begin Data extract

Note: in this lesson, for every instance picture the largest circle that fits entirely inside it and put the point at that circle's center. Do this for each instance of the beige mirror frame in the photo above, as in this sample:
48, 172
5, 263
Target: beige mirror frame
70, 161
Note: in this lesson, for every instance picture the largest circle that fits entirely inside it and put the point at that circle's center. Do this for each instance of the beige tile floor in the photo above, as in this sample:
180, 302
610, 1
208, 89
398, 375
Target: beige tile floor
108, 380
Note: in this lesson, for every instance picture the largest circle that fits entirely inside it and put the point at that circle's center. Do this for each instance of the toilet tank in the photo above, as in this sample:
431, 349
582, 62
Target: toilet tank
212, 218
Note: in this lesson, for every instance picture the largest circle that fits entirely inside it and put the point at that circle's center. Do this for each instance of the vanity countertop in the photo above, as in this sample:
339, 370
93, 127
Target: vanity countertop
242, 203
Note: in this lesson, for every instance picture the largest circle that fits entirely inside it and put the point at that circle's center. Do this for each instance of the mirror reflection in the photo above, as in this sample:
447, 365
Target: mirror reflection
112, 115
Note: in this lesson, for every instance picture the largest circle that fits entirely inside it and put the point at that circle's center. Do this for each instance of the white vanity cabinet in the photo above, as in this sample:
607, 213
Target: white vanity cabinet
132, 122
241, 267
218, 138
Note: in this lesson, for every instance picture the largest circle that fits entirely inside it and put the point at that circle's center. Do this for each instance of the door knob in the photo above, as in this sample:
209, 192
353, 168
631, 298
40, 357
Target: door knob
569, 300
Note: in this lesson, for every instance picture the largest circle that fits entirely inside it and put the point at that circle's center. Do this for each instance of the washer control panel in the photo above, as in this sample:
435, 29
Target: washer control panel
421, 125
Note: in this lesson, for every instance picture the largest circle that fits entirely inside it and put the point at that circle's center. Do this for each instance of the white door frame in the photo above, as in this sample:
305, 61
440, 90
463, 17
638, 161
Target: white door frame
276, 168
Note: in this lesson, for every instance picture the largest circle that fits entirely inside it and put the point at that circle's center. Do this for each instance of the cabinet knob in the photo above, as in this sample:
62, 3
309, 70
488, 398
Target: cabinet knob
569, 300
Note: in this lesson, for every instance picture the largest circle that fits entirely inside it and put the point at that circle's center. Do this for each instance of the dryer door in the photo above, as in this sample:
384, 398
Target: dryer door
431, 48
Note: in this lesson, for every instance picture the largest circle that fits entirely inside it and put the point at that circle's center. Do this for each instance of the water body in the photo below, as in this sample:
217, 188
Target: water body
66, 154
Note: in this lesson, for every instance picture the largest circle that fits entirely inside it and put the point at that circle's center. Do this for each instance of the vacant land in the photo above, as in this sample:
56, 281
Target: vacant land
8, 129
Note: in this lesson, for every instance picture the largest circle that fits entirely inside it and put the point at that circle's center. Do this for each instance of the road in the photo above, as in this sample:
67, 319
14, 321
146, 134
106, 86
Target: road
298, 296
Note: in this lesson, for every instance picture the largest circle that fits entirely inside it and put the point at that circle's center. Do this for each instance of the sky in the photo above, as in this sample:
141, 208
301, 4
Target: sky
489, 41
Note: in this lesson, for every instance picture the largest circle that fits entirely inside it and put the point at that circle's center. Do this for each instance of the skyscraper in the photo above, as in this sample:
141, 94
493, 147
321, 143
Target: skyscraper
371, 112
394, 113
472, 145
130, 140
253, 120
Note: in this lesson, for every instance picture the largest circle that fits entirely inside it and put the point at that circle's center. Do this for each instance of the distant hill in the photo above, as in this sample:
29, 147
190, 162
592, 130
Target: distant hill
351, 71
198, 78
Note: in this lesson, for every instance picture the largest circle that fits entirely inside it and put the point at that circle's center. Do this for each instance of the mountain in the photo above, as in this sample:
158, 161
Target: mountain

end Data extract

- **Task to carry out**
Copy out each record from above, exactly.

- **Correct output**
Note: in this lesson, for every instance picture the largest circle that fits entirely inside it and put the point at that circle's center. Do this for each instance of the beige mirror frame in the photo above, as in this sample:
48, 172
5, 263
Target: beige mirror frame
70, 161
Note: in this lesson, for every instance picture the largest circle that fits entirely inside it and put the point at that circle's center. Do this for each instance of the beige tile floor in the photo above, as in this sample:
180, 302
610, 1
208, 89
398, 375
Target: beige tile floor
108, 380
Note: in this lesson, for every instance picture the largest circle that fits entirely inside it and put the point at that circle's center. Do this for each instance of the toilet tank in the photo above, as in this sample:
431, 349
582, 62
Target: toilet tank
212, 218
Note: in this lesson, for every instance picture the largest circle that fits entirely inside it and put the point at that circle's center. Do this for each instance of the vanity countertop in the photo above, as in this sample:
339, 370
93, 127
Target: vanity countertop
242, 203
Note: in this lesson, for every instance picture the largest circle that fits entirely inside it and put the point at that circle's center. Do this for each instance of the mirror reflection in the photo above, as in this sample:
447, 365
Target: mirror reflection
112, 115
Note: in this lesson, for every instance picture the largest circle that fits entirely inside it and put the point at that circle's center. Do this for each instance of the white vanity cabinet in the photo above, as in this sample:
607, 213
Target: white vanity cabinet
132, 122
241, 267
218, 138
Note: in this lesson, for every instance picture the largest circle that fits entirely inside it and put the point at that circle's center. Do this for each instance of the door knob in the photo above, as in this sample:
209, 192
353, 168
631, 298
40, 357
Target: door knob
569, 300
Note: in this lesson, for every instance picture the largest circle that fits entirely inside it and put the point at that circle's center. Do this for each instance of the washer control panel in the photo above, as in this sample:
435, 29
Target: washer control panel
421, 125
Note: in this lesson, for every instance picture the largest circle that fits entirely inside it and put the point at that circle's center. Do this for each instance of the white door frame in the photo above, as in this sample:
305, 61
440, 90
463, 17
638, 161
Target: white door frame
276, 168
Note: in this lesson, for every instance picture the largest circle that fits entirely inside it and put the point at that circle's center. Do this for each instance of the cabinet knob in the photo above, as in this sample:
62, 3
309, 70
488, 398
Target: cabinet knob
569, 300
Note: in this lesson, for every instance picture the largest circle that fits entirely inside it and put the point at that circle's center. Do this for each instance of the dryer door in the photo above, as in this sample:
384, 398
Target: dryer door
431, 48
Note: in this lesson, for every instance picture the largest circle that fits entirely inside it and put the point at that circle's center. Do this for each instance of the water body in the photo below, as in this sample:
217, 188
Target: water body
66, 154
Note: in this lesson, for every instance picture the largest circle that fits entirely inside it and put the point at that circle's center. Do this for each instance of the vacant land in the photo above, as in this sample:
56, 281
Target: vacant land
8, 129
Note: in this lesson, for every instance picture the largest circle that fits entirely inside it and put the point at that circle's center. Do this for each instance of the road in the photo above, as in this sample:
67, 319
14, 321
146, 134
106, 86
Target: road
298, 296
Note: in this lesson, for every instance picture the largest circle that fits entirely inside it and put the point at that circle's center. Do this for each instance of the sky in the photo above, as in this sample:
141, 208
301, 4
Target: sky
489, 41
Note: in this lesson, for every instance picture the largest circle that fits entirely inside it and put the point at that circle's center. Do this for each instance of the skyscraper in the photo above, as in this sample:
141, 94
493, 147
321, 143
Target: skyscraper
371, 112
394, 113
472, 145
130, 140
253, 120
Note: in this lesson, for every instance picture the largest circle that fits entirely inside it and put the point at that circle's center. Do this for each instance of the distant hill in the photo above, as in this sample:
29, 147
190, 162
592, 130
Target: distant hill
351, 71
198, 78
Note: in this lesson, for every instance picture the largest circle that fits entirely inside it and put the point at that circle's center. Do this for each instance of the mountain in the photo above, as in this sample:
158, 161
Target: mountain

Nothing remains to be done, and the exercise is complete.